• [Task objective]: Please turn every line of the records below into a Markdown table with two columns, Row and Line, skipping any blank lines. Leave the pictures out of the answer.

• [Data in this exercise]:

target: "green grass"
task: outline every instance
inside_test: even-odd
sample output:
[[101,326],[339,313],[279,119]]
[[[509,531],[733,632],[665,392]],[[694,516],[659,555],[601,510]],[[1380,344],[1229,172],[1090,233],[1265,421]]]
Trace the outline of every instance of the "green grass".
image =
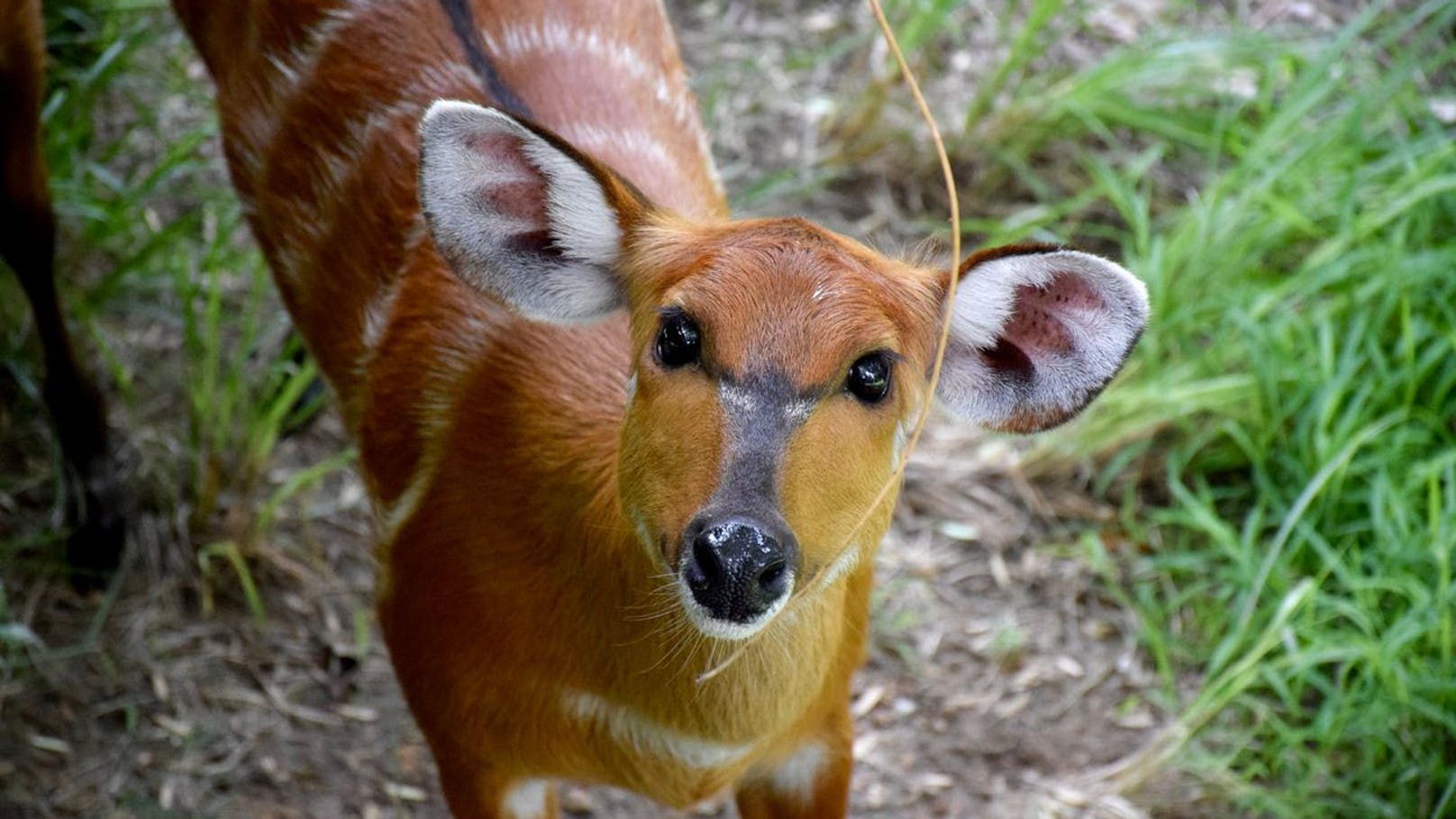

• [Output of the task]:
| Row | Line |
|---|---|
| 1 | target: "green grass" |
| 2 | task: outline every instance |
| 3 | inside_test: even-odd |
| 4 | sample output: |
| 5 | [[101,326],[339,313],[279,119]] |
| 6 | [[[509,531],[733,632],[665,392]],[[694,516],[659,555],[601,510]],[[1380,344],[1229,172],[1090,233],[1265,421]]] |
| 7 | Trace the outline of every instance of the "green grass". |
| 8 | image = |